_PROBLEMS:_
A. In the 100 mile training plan post, what does the author use the GPS watch for?
B. List everything the 100 mile training plan post assumes the reader has already done by this point.
C. Carry on writing the 100 mile training plan post from the point where it stops.

_EXTRACT PROVIDED:_
+ + +

A 100 Mile Training Plan

So here it is, it all comes to this. The true beginning of your 100 mile training. Over the last 4-5 weeks, the Journey To 100 Miles series has been getting us ready for this. Training. By now, We’ll assume that you’ve Chosen Your Which 100 Miler is your First, You’re Committed, You’ve done ample research, and you’ve started building a base. This amazing journey continues with the real nitty gritty now, the training. Just like in the last post on Base Building, I have to offer up a short disclaimer:

There are countless training programs that cater to runners of all abilities, speeds, sizes, styles, etc etc etc. That is a very good thing because it provides all of us with options. Ultimately, we are all an experiment of one. What works for me, may not work for you and vice versa.. but it never hurts to try. Throughout this series, I am attempting to provide runners with the very basics of ultra training in preparation for running 100 miles for the first time. The knowledge I have gained over the last 7 years has come from a wide variety of sources.. mostly from veteran ultra runners I’ve met along the way and my own personal experiences. My goal is to not help you win a 100-miler, but to successfully finish one. Food for thought…

Now before we dive even further into this, I want to be pretty clear about where I’m coming from. I don’t use words like fartlek or interval. I don’t even know what they mean. I follow Hal Hignon on Facebook, and half of what the guy says I try to debunk with something clever. I do in fact run with a watch, a fancy GPS one, and I only use it to measure distance. I don’t constantly monitor my splits, or my pace at all. Running for me is done in it’s simplest form: Left – Right – Repeat. That, to me, really is the holy grail of ultra marathon training. Because when it comes down to it, 70+ miles into a 100-miler, that’s all you’re going to remember to do. Left – Right – Repeat. If you want to run faster, train faster. If you want to run further, train further. etc. Simple.

+ + +

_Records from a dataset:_
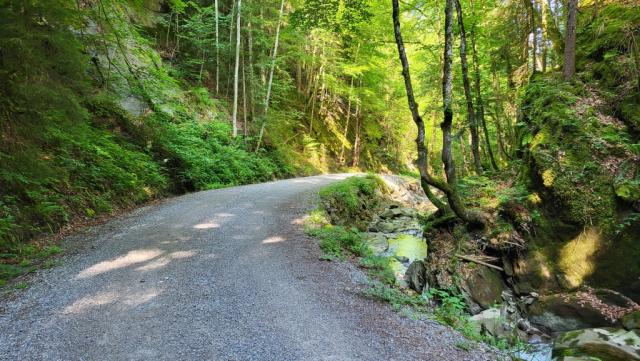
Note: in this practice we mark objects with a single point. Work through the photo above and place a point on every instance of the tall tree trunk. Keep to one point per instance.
(534, 32)
(341, 158)
(274, 54)
(245, 129)
(355, 159)
(217, 48)
(471, 117)
(234, 119)
(569, 69)
(480, 104)
(251, 79)
(426, 179)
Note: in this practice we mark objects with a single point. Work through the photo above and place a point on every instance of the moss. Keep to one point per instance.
(352, 202)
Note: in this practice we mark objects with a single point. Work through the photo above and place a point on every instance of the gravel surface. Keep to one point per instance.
(218, 275)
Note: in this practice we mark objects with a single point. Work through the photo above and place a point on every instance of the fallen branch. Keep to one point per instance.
(471, 259)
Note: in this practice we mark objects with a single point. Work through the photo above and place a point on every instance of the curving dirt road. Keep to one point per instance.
(218, 275)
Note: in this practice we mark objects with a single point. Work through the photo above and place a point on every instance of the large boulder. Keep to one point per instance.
(606, 344)
(585, 309)
(416, 276)
(631, 321)
(483, 285)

+ + +

_ANSWERS TO THE TASKS:_
A. Only to measure distance.

B.
- Chosen which 100-miler is their first
- Committed
- Done ample research
- Started building a base

C.
Getting Started
Ok.. again, I’m using the 2013 Vermont 100 as my example. The race is held on July 20-12, 2013. My training plan is going to be based on a 50 Mile “Check-In Race” about 3 months out from the event itself. I’m running this 50 miler as a race. My plan will be to train for and run that event just as I would the Vermont 100. Same pace, same race plan, everything. This “check-in” will allow me to see exactly where I’m at and how my plan works. If my goal is sub 24 hours, I’ll want to run the check-in at 10 hours or less (dependent on terrain). Now, the key is.. to then run another 50 miler in May and/or June as a training run(s). That is, not racing them, but a continuation of working out all of my kinks on the way to my first 100 miler.

The First 4 Months – Training for a 50 miler
So, if we’re going to be training for a 50 miler in April, I’ve selected the Rockin’ K 50 on April 6th in Kansas (by “selected” I mean, I’ve registered for the event). Now that I have my first 50 miler date in mind, I go to the following site (http://www.scrunners.org/ultrasch) and fill in the information queued, which then spits out a training plan for me HERE. This is how we are spending the first 4 months of training, preparing for a key 50 Mile Check-In. The program uses a form of something called periodization. You will start to run longer, over time, on your back-to-back weekend long runs. Rest plays a huge role in the plan, and they offer us some “cool down (CD)” weeks. These rest days and cool down weeks play a vital role in injury prevention and something I call “burn-out prevention.” And finally they mention, “When you are training for a 50 mile event all other races should be used as training runs, including 50Ks. When it comes to 50 mile training, go for “time on your feet” over fast races.”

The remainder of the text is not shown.